[Opening READING PASSAGE section]

Since the conversion process is like a birth, just as with a birth, it is natural for blood and fluids to appear when the amniotic fluid the baby had been in pours out, so too, when a person converts, he needs to shed the blood of circumcision and immerse. When a woman converts, she enters the water as a gentile and then emerges from the mikva as a baby who is born. Just as without water a birth cannot occur, so too, a conversion cannot happen without immersion.
The Rebbe concluded: Go and immerse because only through immersion will you enter the gateway of Judaism.
She was convinced by what the Rebbe said and performed a genuine conversion and till today, their home is kosher and they are connected to Chabad.
The principal concluded his story: The Rebbe to me is like the sun which illuminates reality. He is an illuminating light, a golden menorah, with his teachings, his wisdom, and his holiness. He is truly a “man of G-d.”
RABBI LEVI YITZCHOK ON THE FUNCTION OF DARKNESS
Once, as I walked from the shul with the Rebbe’s father who was known by the Chassidim as R’ Levik, I think it was Rosh Chodesh Iyar 5687, he stood there and turned to me and said, “Darkness does not define the light. That is not its function. Darkness highlights the light.”
WHY A BEN ADAM AND NOT A BEN OFOR?
R’ Levi Yitzchok once asked me: Man was created from the ofor (dust) of the earth and it says, “for you are dust and to dust shall you return.” So why is he called “ben adam” and not “ben ofor” or “ofri”? Especially when the adama (earth) was cursed and Kayin was called an “ish adama”?
Before telling you his answer, I will describe his image that remains before me like a living image, luminous, clear and sharp, like today, like yesterday:
He stood, and his soft, caressing gaze rested upon me. His blue eyes were sometimes sharp and piercing like a skewer, like an electric charge, so penetrating that I was afraid of his gaze. And sometimes his gaze was soft, caressing, smooth, soothing, drawing one closer, and a twinkle of irony and heightened cleverness over and above that of the person the rav was speaking to.

[Closing READING PASSAGE section]

Can you reproduce the stretch of the passage about the Rebbe from "She was convinced" through "A BEN OFOR?"? The records come from a separate source, unrelated to the passage about the Rebbe.

[Opening SUPPLIED ENTRIES section]

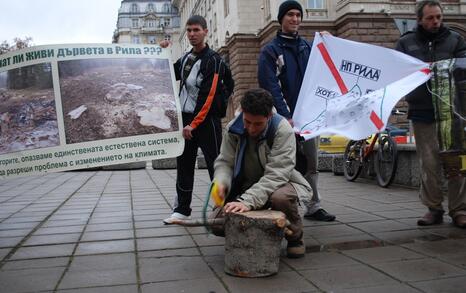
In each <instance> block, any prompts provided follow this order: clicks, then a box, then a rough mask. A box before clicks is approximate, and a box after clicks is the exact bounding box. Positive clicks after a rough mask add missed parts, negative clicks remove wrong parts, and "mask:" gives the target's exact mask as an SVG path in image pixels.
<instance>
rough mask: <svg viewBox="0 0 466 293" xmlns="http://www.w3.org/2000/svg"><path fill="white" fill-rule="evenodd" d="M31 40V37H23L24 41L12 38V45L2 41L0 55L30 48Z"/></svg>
mask: <svg viewBox="0 0 466 293" xmlns="http://www.w3.org/2000/svg"><path fill="white" fill-rule="evenodd" d="M32 45H33V44H32V38H31V37H24V39H21V38H14V39H13V43H11V44H10V43H8V41H3V42H2V43H1V44H0V55H1V54H5V53H7V52H10V51H14V50H19V49H23V48H27V47H30V46H32Z"/></svg>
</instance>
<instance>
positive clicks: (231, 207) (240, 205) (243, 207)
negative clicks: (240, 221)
mask: <svg viewBox="0 0 466 293" xmlns="http://www.w3.org/2000/svg"><path fill="white" fill-rule="evenodd" d="M223 210H224V211H225V213H244V212H248V211H250V210H251V209H250V208H249V207H247V206H246V205H245V204H243V203H241V202H238V201H232V202H229V203H227V204H226V205H225V206H224V207H223Z"/></svg>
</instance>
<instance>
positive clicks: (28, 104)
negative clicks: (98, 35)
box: [0, 44, 184, 179]
mask: <svg viewBox="0 0 466 293" xmlns="http://www.w3.org/2000/svg"><path fill="white" fill-rule="evenodd" d="M177 88H178V85H177V83H176V80H175V74H174V69H173V64H172V60H171V54H170V51H169V50H166V49H162V48H160V47H159V46H156V45H137V44H70V45H54V46H37V47H28V48H25V49H21V50H16V51H11V52H8V53H6V54H3V55H0V179H2V178H10V177H17V176H28V175H37V174H42V173H48V172H59V171H66V170H75V169H86V168H94V167H101V166H107V165H114V164H125V163H131V162H140V161H149V160H154V159H164V158H172V157H177V156H179V155H180V154H181V153H182V151H183V148H184V139H183V136H182V134H181V129H182V121H181V111H180V105H179V99H178V98H177V93H178V89H177Z"/></svg>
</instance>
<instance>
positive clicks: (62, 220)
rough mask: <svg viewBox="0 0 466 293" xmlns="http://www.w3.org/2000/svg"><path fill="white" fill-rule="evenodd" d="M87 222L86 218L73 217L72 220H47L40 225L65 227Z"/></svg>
mask: <svg viewBox="0 0 466 293" xmlns="http://www.w3.org/2000/svg"><path fill="white" fill-rule="evenodd" d="M86 223H87V219H73V220H55V221H50V220H49V221H47V222H46V223H44V224H43V225H42V226H41V227H43V228H49V227H66V226H79V225H85V224H86Z"/></svg>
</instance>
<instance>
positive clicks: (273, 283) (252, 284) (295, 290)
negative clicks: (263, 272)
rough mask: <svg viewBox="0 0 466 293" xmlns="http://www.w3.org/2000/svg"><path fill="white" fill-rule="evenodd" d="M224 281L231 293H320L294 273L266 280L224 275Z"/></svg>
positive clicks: (223, 281) (282, 274)
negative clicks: (299, 292)
mask: <svg viewBox="0 0 466 293" xmlns="http://www.w3.org/2000/svg"><path fill="white" fill-rule="evenodd" d="M222 279H223V282H224V283H225V284H226V285H227V287H228V289H229V290H230V292H235V293H236V292H237V293H240V292H248V293H262V292H277V293H281V292H287V293H288V292H289V293H291V292H319V290H318V289H317V288H316V287H315V286H314V285H313V284H312V283H311V282H309V281H308V280H306V279H305V278H303V277H302V276H300V275H299V274H298V273H297V272H293V271H288V272H278V274H275V275H273V276H269V277H265V278H238V277H233V276H228V275H223V276H222Z"/></svg>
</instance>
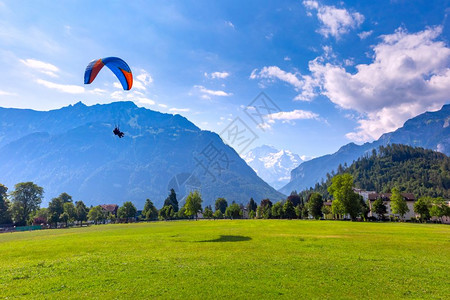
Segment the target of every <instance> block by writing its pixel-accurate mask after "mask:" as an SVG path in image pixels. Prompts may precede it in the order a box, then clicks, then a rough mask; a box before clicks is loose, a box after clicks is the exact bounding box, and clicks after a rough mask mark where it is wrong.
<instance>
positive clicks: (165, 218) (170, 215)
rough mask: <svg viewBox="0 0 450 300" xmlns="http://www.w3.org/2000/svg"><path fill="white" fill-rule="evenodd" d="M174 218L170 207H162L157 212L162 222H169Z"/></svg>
mask: <svg viewBox="0 0 450 300" xmlns="http://www.w3.org/2000/svg"><path fill="white" fill-rule="evenodd" d="M174 216H175V212H174V210H173V206H172V205H164V206H163V207H162V208H161V209H160V210H159V218H160V219H162V220H166V221H167V220H171V219H173V217H174Z"/></svg>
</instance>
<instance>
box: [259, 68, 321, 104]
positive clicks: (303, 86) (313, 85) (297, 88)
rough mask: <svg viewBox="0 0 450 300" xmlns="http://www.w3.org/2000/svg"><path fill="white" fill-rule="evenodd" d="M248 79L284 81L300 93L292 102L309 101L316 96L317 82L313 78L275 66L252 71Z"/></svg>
mask: <svg viewBox="0 0 450 300" xmlns="http://www.w3.org/2000/svg"><path fill="white" fill-rule="evenodd" d="M250 79H266V80H269V81H273V80H274V79H278V80H281V81H284V82H286V83H288V84H290V85H292V86H293V87H294V88H295V90H296V91H300V93H299V94H298V95H297V96H296V97H295V98H294V100H300V101H310V100H311V99H312V98H314V97H315V96H316V88H317V82H316V79H315V78H313V77H311V76H309V75H302V74H300V73H298V72H297V73H290V72H286V71H284V70H281V69H280V68H279V67H277V66H270V67H263V68H262V69H261V70H260V71H258V69H254V70H253V71H252V73H251V74H250Z"/></svg>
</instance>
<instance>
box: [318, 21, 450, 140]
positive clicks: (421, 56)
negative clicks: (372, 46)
mask: <svg viewBox="0 0 450 300" xmlns="http://www.w3.org/2000/svg"><path fill="white" fill-rule="evenodd" d="M441 32H442V27H440V26H439V27H433V28H427V29H425V30H423V31H421V32H418V33H408V32H407V31H406V30H405V29H402V28H399V29H398V30H397V31H395V33H393V34H390V35H385V36H382V37H381V38H382V41H381V42H380V43H379V44H378V45H375V46H374V47H373V50H374V53H375V55H374V57H373V62H372V63H370V64H360V65H357V66H356V67H355V68H356V70H357V72H356V73H354V74H351V73H349V72H347V71H346V70H345V68H344V67H342V66H339V65H335V64H331V63H325V62H323V61H321V60H320V59H316V60H314V61H312V62H310V66H309V68H310V71H311V72H312V74H313V77H315V78H316V80H317V82H318V84H319V86H320V88H321V89H322V93H323V94H324V95H326V96H327V97H328V98H329V99H330V100H331V101H332V102H333V103H335V104H337V105H338V106H339V107H342V108H344V109H352V110H356V111H357V112H359V113H361V114H363V115H364V116H365V117H363V118H361V119H359V121H358V123H359V126H358V127H357V128H356V131H355V132H351V133H349V134H347V137H348V138H349V139H352V140H355V141H368V140H372V139H377V138H379V137H380V135H381V134H383V133H385V132H389V131H393V130H395V129H397V128H399V127H400V126H402V125H403V123H404V122H405V121H406V120H407V119H409V118H412V117H414V116H416V115H418V114H420V113H423V112H425V111H429V110H437V109H439V108H440V107H441V106H442V105H443V104H445V103H447V102H448V101H449V95H450V48H448V47H447V46H446V45H445V44H444V42H442V41H436V38H437V37H438V36H439V35H440V34H441Z"/></svg>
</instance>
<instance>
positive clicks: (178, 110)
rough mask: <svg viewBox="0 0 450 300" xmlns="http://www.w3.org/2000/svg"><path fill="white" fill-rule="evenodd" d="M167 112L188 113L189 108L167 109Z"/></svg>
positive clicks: (174, 108)
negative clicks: (167, 110) (187, 112)
mask: <svg viewBox="0 0 450 300" xmlns="http://www.w3.org/2000/svg"><path fill="white" fill-rule="evenodd" d="M169 111H171V112H174V113H180V112H188V111H190V109H189V108H175V107H172V108H170V109H169Z"/></svg>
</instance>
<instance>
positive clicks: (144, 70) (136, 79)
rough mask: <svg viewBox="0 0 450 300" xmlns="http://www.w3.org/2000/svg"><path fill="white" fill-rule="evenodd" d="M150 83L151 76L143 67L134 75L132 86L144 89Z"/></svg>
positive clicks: (148, 85)
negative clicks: (142, 67)
mask: <svg viewBox="0 0 450 300" xmlns="http://www.w3.org/2000/svg"><path fill="white" fill-rule="evenodd" d="M152 83H153V78H152V76H151V75H150V74H149V73H148V72H147V71H145V70H144V69H141V70H140V73H139V74H138V75H136V76H134V82H133V88H135V89H138V90H142V91H145V90H146V89H147V87H148V86H150V85H151V84H152ZM117 84H118V83H117ZM114 86H115V87H117V85H116V84H114ZM119 86H120V85H119Z"/></svg>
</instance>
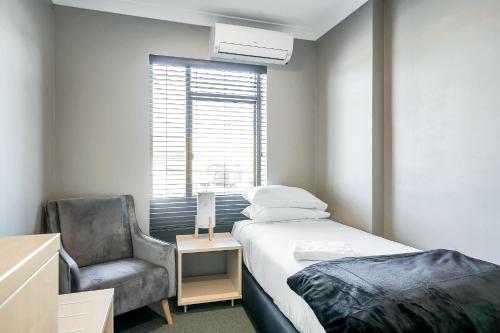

[Closing SUPPLIED ENTRIES section]

RESULT OF THIS EXERCISE:
She was convinced by what the Rebbe said and performed a genuine conversion and till today, their home is kosher and they are connected to Chabad.
The principal concluded his story: The Rebbe to me is like the sun which illuminates reality. He is an illuminating light, a golden menorah, with his teachings, his wisdom, and his holiness. He is truly a “man of G-d.”
RABBI LEVI YITZCHOK ON THE FUNCTION OF DARKNESS
Once, as I walked from the shul with the Rebbe’s father who was known by the Chassidim as R’ Levik, I think it was Rosh Chodesh Iyar 5687, he stood there and turned to me and said, “Darkness does not define the light. That is not its function. Darkness highlights the light.”
WHY A BEN ADAM AND NOT A BEN OFOR?